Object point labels

-----

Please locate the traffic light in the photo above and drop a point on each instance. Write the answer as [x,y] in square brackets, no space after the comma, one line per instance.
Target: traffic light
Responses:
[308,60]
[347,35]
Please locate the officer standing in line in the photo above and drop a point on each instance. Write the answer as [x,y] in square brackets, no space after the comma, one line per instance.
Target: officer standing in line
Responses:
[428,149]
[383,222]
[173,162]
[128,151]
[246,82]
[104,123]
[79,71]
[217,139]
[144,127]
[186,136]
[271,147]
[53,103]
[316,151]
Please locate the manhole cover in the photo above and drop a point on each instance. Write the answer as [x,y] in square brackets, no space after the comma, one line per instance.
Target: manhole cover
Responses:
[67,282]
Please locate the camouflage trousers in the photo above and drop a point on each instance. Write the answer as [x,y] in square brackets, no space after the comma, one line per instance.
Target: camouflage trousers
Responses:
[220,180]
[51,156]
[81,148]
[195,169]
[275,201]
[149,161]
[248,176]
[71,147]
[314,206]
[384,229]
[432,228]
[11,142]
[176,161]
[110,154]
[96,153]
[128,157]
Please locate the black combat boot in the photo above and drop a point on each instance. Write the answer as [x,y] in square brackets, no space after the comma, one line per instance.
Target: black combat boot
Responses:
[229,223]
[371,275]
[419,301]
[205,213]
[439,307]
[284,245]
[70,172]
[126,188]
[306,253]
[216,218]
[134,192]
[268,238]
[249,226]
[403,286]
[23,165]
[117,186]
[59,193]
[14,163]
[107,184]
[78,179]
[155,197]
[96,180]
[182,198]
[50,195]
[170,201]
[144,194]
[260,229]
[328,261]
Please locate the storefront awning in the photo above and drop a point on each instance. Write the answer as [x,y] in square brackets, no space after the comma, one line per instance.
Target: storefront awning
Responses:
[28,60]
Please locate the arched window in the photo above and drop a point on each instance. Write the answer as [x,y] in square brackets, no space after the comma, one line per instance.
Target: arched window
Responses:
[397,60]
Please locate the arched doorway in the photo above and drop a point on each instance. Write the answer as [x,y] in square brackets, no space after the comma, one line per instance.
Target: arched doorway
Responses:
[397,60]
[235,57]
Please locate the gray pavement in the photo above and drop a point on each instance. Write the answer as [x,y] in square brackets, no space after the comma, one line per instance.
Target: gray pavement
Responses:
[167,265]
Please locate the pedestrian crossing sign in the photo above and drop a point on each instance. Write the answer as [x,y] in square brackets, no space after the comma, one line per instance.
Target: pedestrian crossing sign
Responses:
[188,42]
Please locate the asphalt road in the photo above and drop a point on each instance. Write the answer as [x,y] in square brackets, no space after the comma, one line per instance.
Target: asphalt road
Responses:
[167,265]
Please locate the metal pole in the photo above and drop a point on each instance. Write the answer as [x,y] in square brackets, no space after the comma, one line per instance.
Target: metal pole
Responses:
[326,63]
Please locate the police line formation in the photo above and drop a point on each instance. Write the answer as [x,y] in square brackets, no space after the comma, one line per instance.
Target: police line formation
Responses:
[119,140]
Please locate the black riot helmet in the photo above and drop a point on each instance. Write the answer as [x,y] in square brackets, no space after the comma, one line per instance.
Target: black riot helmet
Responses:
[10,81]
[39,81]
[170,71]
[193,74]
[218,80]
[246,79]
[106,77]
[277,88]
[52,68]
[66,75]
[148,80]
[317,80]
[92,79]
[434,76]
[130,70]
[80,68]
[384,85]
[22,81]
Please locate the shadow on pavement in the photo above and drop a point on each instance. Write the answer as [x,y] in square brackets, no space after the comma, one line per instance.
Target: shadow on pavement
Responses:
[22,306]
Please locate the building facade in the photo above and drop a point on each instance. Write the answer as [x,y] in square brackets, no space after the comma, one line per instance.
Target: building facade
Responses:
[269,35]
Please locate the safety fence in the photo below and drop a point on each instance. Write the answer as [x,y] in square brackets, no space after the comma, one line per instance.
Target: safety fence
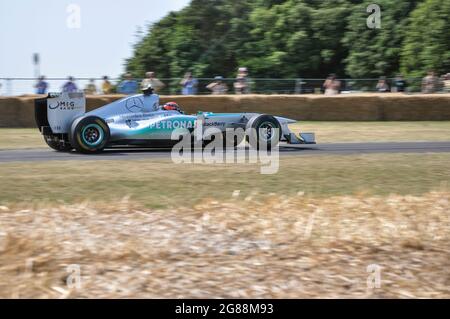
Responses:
[172,86]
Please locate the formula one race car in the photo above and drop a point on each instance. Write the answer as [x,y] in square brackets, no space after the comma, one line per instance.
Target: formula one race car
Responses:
[139,121]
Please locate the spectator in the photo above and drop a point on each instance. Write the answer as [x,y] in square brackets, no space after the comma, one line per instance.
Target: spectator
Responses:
[189,84]
[128,86]
[400,83]
[41,86]
[382,85]
[446,84]
[241,86]
[151,80]
[90,88]
[217,87]
[430,83]
[70,86]
[106,86]
[332,86]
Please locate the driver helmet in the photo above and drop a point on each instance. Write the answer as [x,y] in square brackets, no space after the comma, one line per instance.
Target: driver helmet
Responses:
[147,89]
[171,106]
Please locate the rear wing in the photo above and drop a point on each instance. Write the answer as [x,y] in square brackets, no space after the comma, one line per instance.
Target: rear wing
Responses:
[55,113]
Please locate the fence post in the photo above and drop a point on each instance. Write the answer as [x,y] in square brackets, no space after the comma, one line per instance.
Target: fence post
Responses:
[298,86]
[9,87]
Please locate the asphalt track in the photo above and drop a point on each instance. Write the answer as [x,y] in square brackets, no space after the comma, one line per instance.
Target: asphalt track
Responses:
[42,155]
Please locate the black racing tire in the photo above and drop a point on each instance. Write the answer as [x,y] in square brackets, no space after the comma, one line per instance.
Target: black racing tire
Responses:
[56,144]
[89,135]
[266,125]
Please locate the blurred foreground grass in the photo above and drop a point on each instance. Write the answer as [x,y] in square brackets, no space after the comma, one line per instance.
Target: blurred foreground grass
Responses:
[278,247]
[160,183]
[326,132]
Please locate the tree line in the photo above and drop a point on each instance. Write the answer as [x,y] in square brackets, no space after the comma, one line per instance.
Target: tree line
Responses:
[296,38]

-----

Do this
Are you able to set down all the lines above exactly, without any pictures?

Correct answer
Please locate the traffic light in the photo above and drop a point on each instance. Write the answer as [x,y] in square brackets, no space after the comma, one line per instance.
Target: traffic light
Responses:
[308,60]
[347,35]
Please locate the officer standing in line in the photo above and drop a point on each instance. Write the answer as [x,y] in square brackets, no space after the comma, one line per instance.
Target: officer standing in line
Responses:
[428,149]
[383,222]
[173,162]
[128,151]
[246,82]
[104,123]
[79,71]
[217,139]
[144,127]
[186,136]
[271,147]
[53,103]
[316,151]
Please locate the manhole cover in the photo above and drop a point on each instance. Write the answer as [x,y] in square brackets, no space after the comma, one line per instance.
Target: manhole cover
Responses:
[67,282]
Please locate the camouflage trousers in the photo above and drop a point on each instance. Write the answer as [x,y] in square brackets, no space after the comma, one line per instance.
Target: camouflage trousers
Responses:
[220,180]
[51,156]
[81,148]
[195,169]
[275,201]
[149,161]
[248,176]
[71,147]
[314,206]
[384,229]
[432,228]
[11,142]
[176,161]
[110,154]
[96,153]
[128,157]
Please locate the black combat boot in the photo above and drop a point on each instance. Write the answer as [x,y] in square brackets, no space after the comma, one line per instance.
Target: black combat boot
Responses:
[229,223]
[371,275]
[419,301]
[205,213]
[439,307]
[284,245]
[70,172]
[126,188]
[306,253]
[216,218]
[134,192]
[268,238]
[249,226]
[403,286]
[23,165]
[117,186]
[59,193]
[14,163]
[107,184]
[78,179]
[155,197]
[96,180]
[182,198]
[50,195]
[170,201]
[144,194]
[260,229]
[328,261]
Please locate the storefront awning in the photo above and drop a point on each instance. Write the answer as [x,y] in square brackets, no space after the comma, one line per instance.
Target: storefront awning
Responses:
[28,60]
Please locate the arched window in the photo above and drop a point on each instance. Write the answer as [x,y] in square brackets, no space after the comma, one line per instance.
Target: arched window
Responses:
[397,60]
Please locate the arched doorway in the photo above and drop a point on each instance. Write the answer as [x,y] in square brackets, no space after the comma, one line per instance.
Target: arched doorway
Responses:
[397,60]
[235,57]
Please locate the gray pavement in the photo above and drop a point on each instance. Write the answer as [x,y] in square brackets, no space after the comma, one line per instance.
Target: gray pavement
Responses:
[167,265]
Please locate the pedestrian crossing sign in the photo above and drop a point on each instance. Write the answer as [x,y] in square brackets, no space after the comma, one line per instance.
Target: pedestrian crossing sign
Responses:
[188,42]
Please locate the asphalt road in the photo above and drop a point on each instance. Write the answer as [x,y] in square brackets, no space after the comma, one line per instance.
Target: asphalt road
Responses:
[167,265]
Please locate the metal pole in the photo above and drop a point on each instance. Write the answer as [x,y] in square brackets, no space after the comma, one line per instance.
Target: metal pole
Responses:
[326,63]
Please locate the police line formation in the photo above and drop a point on each instance. Write the answer as [x,y] in square brackets, no space after the comma, one line per instance.
Target: police line formation
Responses:
[119,140]
Please locate the black riot helmet in the photo above and drop a point on each instance. Write the answer as [x,y] in square brackets, no space after the comma, one line per instance.
Target: black riot helmet
Responses:
[10,81]
[39,81]
[170,71]
[193,74]
[218,80]
[246,79]
[106,77]
[277,88]
[52,68]
[66,75]
[148,80]
[317,80]
[92,79]
[434,76]
[130,70]
[80,68]
[384,85]
[22,81]
Please locate the shadow on pavement in the photo above and drop a point on each instance. Write the answer as [x,y] in square brackets, no space after the comma, one line per instance.
Target: shadow on pavement
Responses:
[22,306]
Please locate the building facade in the photo above and drop a point on each instance. Write the answer as [x,y] in square brackets, no space after the comma, one line per instance.
Target: building facade
Responses:
[269,35]
Please locate the safety fence in the photo below and drop a point on each instance. Write the answer as [x,y] in square brackets, no space after the comma, one line per instance.
Target: safety fence
Responses:
[172,86]
Please locate the formula one race car in the photo above and drop a point on each instance. Write the answer as [x,y] in square brackets, no space after the comma, one line per instance.
Target: formula one race car
Responses:
[139,121]
Please locate the spectator in the photo above and drop a point on each instance. Write the answer as [x,y] in square brackets, no space after the comma, one line per instance.
Target: spectator
Responses:
[189,84]
[128,86]
[400,83]
[41,86]
[382,85]
[446,84]
[241,86]
[151,80]
[90,88]
[217,87]
[430,83]
[70,86]
[106,86]
[332,86]
Please locate the driver helmet in the photo above and drop a point on each instance. Write the answer as [x,y] in square brackets, no space after the comma, one line per instance.
Target: driver helmet
Responses:
[147,89]
[171,106]
Please locate the rear wing in the photo above and drop a point on each instance. Write the answer as [x,y] in square brackets, no space after the comma, one line per instance.
Target: rear wing
Responses:
[55,113]
Please locate the fence post in the photo above and drop a point on each instance. Write the answer as [x,y] in square brackets, no space after the comma, one line per instance.
Target: fence post
Responses:
[298,86]
[9,87]
Please locate the asphalt track in the photo above and drop a point on each instance. Write the answer as [x,y] in square brackets, no space after the comma, one line per instance.
Target: asphalt track
Responses:
[42,155]
Please locate the black racing tire in the photo above and drop a point on each instance. Write the answer as [x,y] in square brackets, no space after the comma, one line per instance.
Target: black racing tire
Responses:
[56,144]
[89,135]
[266,125]
Please locate the blurred foreground grass in the photo above and drop a point on each instance. Write the answer as [x,y] in square brackets, no space after the comma, one line per instance.
Target: blurred foreground grass
Responses:
[278,247]
[160,183]
[326,132]
Please locate the tree line in the photo above and drop a point on each instance. Write the answer as [x,y] in square brackets, no space after the comma, one line per instance.
Target: tree line
Responses:
[296,38]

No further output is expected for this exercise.